What is wanted is the line holding "wooden bridge, placed" and every later line through the end of the entries, set down exactly.

Segment Start: Material for this task

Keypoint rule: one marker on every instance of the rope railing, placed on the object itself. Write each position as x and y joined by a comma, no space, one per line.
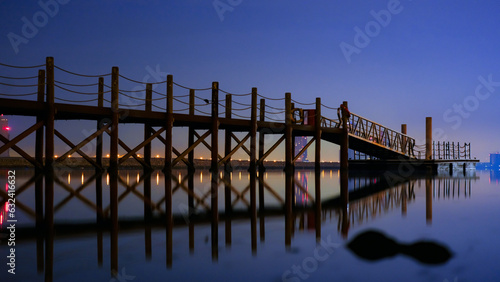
79,74
450,151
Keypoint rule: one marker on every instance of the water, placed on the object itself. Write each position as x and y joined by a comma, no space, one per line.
460,213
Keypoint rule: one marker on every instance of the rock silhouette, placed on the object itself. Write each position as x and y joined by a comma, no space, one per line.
373,245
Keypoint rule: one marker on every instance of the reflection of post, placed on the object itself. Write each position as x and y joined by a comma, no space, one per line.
215,170
344,198
49,224
288,206
113,198
99,215
404,198
148,214
428,200
317,204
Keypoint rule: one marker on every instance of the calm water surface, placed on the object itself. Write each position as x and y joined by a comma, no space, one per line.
460,212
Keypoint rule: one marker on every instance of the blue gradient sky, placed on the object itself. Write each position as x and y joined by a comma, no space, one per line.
425,61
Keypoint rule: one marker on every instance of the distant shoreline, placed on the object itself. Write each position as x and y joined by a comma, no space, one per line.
157,163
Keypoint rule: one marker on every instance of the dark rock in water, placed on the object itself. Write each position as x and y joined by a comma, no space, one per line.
373,245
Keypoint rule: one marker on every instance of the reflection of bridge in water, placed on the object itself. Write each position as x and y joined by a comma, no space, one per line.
359,201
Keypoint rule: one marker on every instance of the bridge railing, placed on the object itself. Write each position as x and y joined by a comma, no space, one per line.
377,133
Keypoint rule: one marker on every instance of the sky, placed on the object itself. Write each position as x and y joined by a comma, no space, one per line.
394,62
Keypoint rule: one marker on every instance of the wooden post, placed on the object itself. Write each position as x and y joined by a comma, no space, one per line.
168,168
100,104
404,148
227,174
215,169
317,135
147,127
113,169
261,173
288,132
344,143
49,170
191,171
253,170
39,174
428,138
317,168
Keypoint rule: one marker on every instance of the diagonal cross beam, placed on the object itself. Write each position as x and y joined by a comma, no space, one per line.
11,144
240,144
162,139
261,160
140,146
243,146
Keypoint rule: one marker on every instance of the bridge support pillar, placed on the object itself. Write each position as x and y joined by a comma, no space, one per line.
428,138
344,143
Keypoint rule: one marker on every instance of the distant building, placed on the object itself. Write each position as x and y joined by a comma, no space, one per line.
495,160
4,130
300,143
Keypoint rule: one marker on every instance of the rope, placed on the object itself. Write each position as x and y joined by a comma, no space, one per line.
164,95
140,82
240,116
158,107
82,101
328,107
305,104
22,67
182,110
76,92
241,104
79,74
130,106
18,95
274,99
274,113
243,109
77,85
15,85
244,94
202,112
196,89
181,101
10,77
131,97
274,108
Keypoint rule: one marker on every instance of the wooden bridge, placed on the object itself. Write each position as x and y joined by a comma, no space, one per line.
347,129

Segment End: Material for this task

> _Answer to the problem_
Keypoint rule: one marker on every instance of the wooden bridge, placed on the object itself. Write each position as x and y joined by a comma, no space, one per line.
347,129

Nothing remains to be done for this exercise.